■ Tarea A: Cita textualmente del fragmento sobre el desayuno en el Restaurante Kouzina el pasaje que comienza con "Después del desayuno" y continúa hasta "esa misma madrugada.".
■ Tarea B: Según el fragmento, ¿a qué hora era el checkout del hostal?

■ Fragmento:
------------------------------
Amaneció el domingo y fuimos a desayunar al Restaurante Kouzina. Christos nos deleitó con un súper desayuno: tostadas con mantequilla y mermelada para Sonia, y una tortilla de tres huevos con jamón, tomate y pimientos para mí, acompañada de patatas caseras, y café con leche para beber. Aunque nos empeñamos en pagarle el desayuno, Christos se negó; de nuevo la hospitalidad griega nos sorprendió. Es cierto que ya habíamos cultivado una cierta amistad con él, pero aquel desayuno era algo espectacular. Nos había alimentado como si perteneciéramos a su propia familia.
Después del desayuno volvimos corriendo al hostal, porque el checkout era a las doce del mediodía y teníamos nuestras cosas desperdigadas por toda la habitación. Al final conseguimos colocarlas de nuevo en nuestras maletas y volvimos al restaurante de Christos, que muy amablemente nos había ofrecido guardar nuestro equipaje en una habitación cerrada con llave hasta la salida de nuestro vuelo, que era esa misma madrugada.
------------------------------
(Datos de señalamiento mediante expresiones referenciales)

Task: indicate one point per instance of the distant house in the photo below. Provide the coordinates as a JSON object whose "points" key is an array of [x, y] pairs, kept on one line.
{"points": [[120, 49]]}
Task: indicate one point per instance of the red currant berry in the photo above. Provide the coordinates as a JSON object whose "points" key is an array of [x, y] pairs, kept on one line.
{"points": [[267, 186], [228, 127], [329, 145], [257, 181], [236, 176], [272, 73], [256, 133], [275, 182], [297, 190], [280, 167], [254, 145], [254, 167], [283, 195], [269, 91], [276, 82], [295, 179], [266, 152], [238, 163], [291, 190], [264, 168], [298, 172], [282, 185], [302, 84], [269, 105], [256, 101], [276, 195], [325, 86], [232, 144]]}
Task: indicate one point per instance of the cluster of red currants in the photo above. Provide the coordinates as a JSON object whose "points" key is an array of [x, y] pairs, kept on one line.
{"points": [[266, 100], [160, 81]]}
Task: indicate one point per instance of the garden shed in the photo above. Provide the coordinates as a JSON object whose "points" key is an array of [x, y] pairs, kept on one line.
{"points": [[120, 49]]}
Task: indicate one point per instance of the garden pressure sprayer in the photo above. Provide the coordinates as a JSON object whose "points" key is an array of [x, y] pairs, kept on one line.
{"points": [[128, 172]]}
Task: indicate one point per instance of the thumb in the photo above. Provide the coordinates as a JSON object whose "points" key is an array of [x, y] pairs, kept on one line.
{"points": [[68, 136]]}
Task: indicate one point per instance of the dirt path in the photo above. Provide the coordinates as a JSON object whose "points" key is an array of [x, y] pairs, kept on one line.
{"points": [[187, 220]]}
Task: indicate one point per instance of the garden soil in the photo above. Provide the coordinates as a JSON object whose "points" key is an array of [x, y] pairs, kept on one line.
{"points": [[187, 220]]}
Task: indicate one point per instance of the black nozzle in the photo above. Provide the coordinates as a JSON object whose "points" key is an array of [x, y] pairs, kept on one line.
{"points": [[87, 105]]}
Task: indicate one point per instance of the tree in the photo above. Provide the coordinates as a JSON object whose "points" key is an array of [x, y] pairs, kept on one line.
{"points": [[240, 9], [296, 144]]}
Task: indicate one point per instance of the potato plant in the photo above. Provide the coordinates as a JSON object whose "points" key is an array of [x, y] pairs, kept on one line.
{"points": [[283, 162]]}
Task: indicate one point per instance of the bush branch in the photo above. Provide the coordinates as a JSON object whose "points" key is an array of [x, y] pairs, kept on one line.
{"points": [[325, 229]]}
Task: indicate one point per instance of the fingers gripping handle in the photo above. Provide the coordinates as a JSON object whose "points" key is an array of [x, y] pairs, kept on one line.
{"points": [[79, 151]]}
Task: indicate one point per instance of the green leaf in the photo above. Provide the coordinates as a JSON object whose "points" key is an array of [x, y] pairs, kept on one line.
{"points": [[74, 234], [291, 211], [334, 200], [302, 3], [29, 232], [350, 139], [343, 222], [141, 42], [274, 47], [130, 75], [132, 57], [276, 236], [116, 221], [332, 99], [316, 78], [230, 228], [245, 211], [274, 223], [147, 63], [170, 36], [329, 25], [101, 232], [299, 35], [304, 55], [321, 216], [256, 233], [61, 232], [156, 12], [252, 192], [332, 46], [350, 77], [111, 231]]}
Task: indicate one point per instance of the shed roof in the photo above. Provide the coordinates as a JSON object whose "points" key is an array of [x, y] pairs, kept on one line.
------------------------------
■ Respuesta escrita A:
Después del desayuno volvimos corriendo al hostal, porque el checkout era a las doce del mediodía y teníamos nuestras cosas desperdigadas por toda la habitación. Al final conseguimos colocarlas de nuevo en nuestras maletas y volvimos al restaurante de Christos, que muy amablemente nos había ofrecido guardar nuestro equipaje en una habitación cerrada con llave hasta la salida de nuestro vuelo, que era esa misma madrugada.

■ Respuesta escrita B: A las doce del mediodía.